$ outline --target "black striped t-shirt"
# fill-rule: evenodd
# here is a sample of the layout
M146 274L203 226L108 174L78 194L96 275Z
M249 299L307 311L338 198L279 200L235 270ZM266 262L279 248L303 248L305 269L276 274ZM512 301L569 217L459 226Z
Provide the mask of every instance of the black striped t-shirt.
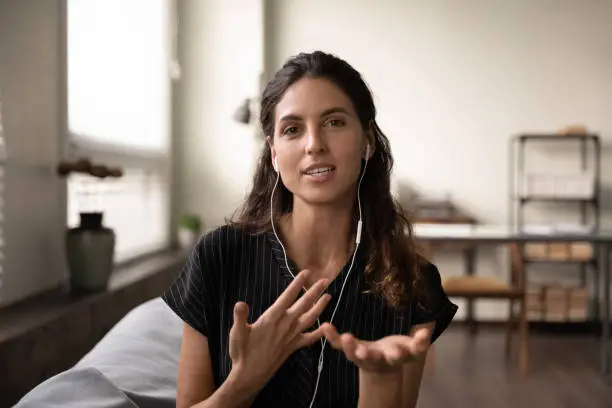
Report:
M436 322L432 341L448 326L457 312L441 285L438 269L423 269L430 304L423 310L411 302L406 311L387 307L384 299L363 293L365 256L358 250L340 306L332 322L340 333L350 332L363 340L391 334L407 334L413 325ZM295 263L289 267L298 273ZM338 301L350 262L328 287L332 295L321 323L329 321ZM229 375L231 360L228 340L234 305L249 305L249 322L254 322L292 281L280 243L273 232L248 234L223 226L203 235L184 268L162 295L168 306L208 338L214 382L219 386ZM259 392L253 407L308 407L317 379L321 343L296 351ZM315 407L356 407L359 398L358 369L341 352L327 344Z

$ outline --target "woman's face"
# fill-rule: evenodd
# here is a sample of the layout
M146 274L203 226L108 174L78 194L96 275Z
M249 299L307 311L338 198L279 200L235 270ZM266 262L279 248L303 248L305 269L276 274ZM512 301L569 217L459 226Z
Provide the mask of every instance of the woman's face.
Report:
M294 198L319 205L352 198L367 138L348 96L329 80L304 77L274 118L272 161Z

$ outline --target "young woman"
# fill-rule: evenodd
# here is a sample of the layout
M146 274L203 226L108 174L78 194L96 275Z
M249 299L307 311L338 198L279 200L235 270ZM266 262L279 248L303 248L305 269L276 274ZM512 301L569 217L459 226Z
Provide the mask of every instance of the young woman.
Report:
M300 54L261 98L253 188L164 293L184 321L178 407L414 407L457 307L390 193L372 95Z

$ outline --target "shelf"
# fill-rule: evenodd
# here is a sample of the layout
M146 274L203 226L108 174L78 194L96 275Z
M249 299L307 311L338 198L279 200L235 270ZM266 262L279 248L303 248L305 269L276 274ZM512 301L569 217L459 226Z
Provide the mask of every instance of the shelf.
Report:
M541 286L527 290L530 321L576 323L589 320L591 304L584 287Z
M593 197L553 197L553 196L531 196L531 197L525 197L525 196L518 196L516 197L516 199L520 200L522 203L528 203L528 202L546 202L546 203L552 203L552 202L558 202L558 203L598 203L599 202L599 197L597 196L593 196Z
M599 135L596 133L588 134L560 134L560 133L528 133L515 136L520 141L541 140L541 141L593 141L599 143Z
M519 181L517 196L560 200L592 199L597 194L595 172L574 174L527 172Z
M514 136L510 143L510 222L513 227L524 224L524 206L528 203L577 203L581 223L599 225L601 195L601 144L587 149L585 143L577 146L580 162L578 169L567 169L567 174L549 173L541 167L527 165L527 144L517 140L595 140L600 137L588 134L524 133Z
M564 174L559 174L551 173L548 168L555 168L554 166L532 163L532 156L527 154L532 145L526 143L532 140L547 143L573 142L569 147L575 148L577 166L570 169L561 162L561 167L565 169ZM581 230L597 230L601 218L601 147L600 137L595 133L524 133L512 137L509 152L509 224L518 230L526 230L530 224L538 223L537 218L528 217L528 203L577 203L578 206L568 207L576 210L576 219L561 213L555 220L554 207L550 206L545 222L552 223L555 226L553 229L560 229L560 224L567 225L571 222L575 223L575 228ZM546 152L546 149L541 150ZM550 151L548 153L552 154ZM532 307L529 321L568 326L588 324L592 315L597 314L596 309L590 305L599 302L599 293L587 289L590 287L587 285L587 279L596 278L596 248L585 242L558 244L543 240L525 245L522 252L523 262L530 265L525 275L528 284L529 276L541 270L538 268L540 264L568 265L580 273L580 289L555 289L554 286L560 282L551 278L552 282L549 283L552 286L545 285L547 289L539 295L530 295Z
M558 264L582 265L582 264L595 264L596 263L595 258L591 258L591 259L539 259L539 258L525 257L523 261L525 261L526 263L531 263L531 264L551 264L551 265L558 265Z
M569 261L585 263L593 259L594 248L582 242L530 243L525 245L524 259L532 261Z

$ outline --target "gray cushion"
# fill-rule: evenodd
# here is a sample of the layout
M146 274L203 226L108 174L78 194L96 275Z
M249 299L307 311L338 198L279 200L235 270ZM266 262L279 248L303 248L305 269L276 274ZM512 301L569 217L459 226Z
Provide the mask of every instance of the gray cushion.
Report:
M39 384L14 408L137 408L95 368L72 369Z
M174 408L182 328L161 298L143 303L75 367L30 391L17 407Z

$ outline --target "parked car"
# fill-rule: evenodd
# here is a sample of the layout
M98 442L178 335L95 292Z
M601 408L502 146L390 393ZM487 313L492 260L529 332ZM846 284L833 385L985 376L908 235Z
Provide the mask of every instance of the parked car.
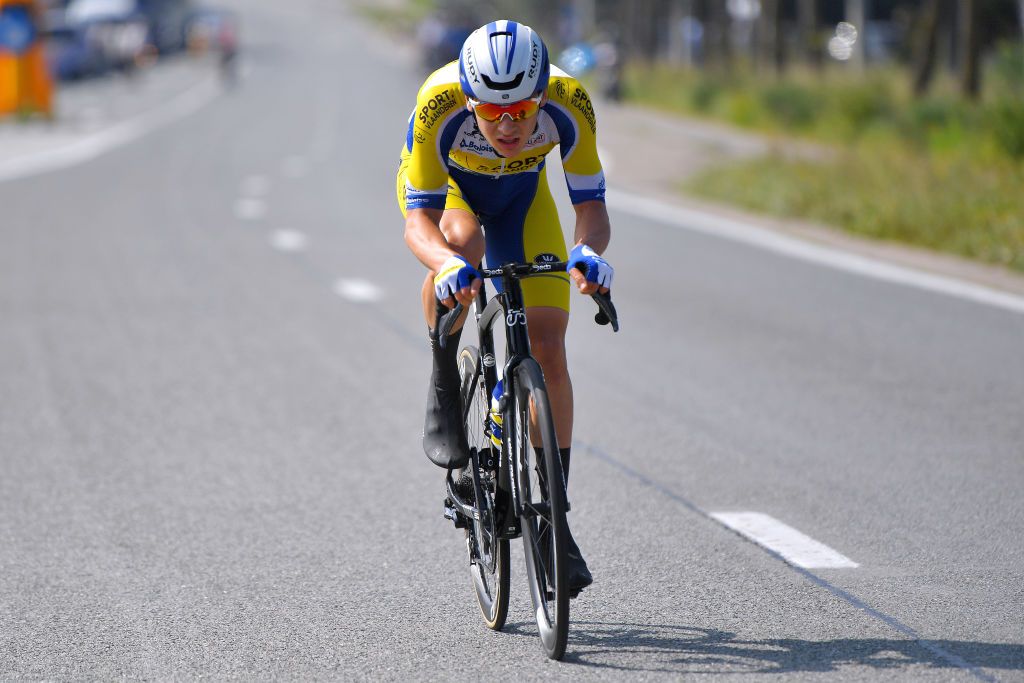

:::::

_WORK ITEM_
Could you show every line of the listing that holds the string "instance"?

_RESULT_
Provide the mask of every instance of the black striped t-shirt.
Provide the mask of every instance of the woman's face.
Provide the mask of every instance of the young woman.
Provide the mask of every instance of the shelf.
Provide the mask of every instance of the gray cushion.
Provide the mask of every instance of the parked car.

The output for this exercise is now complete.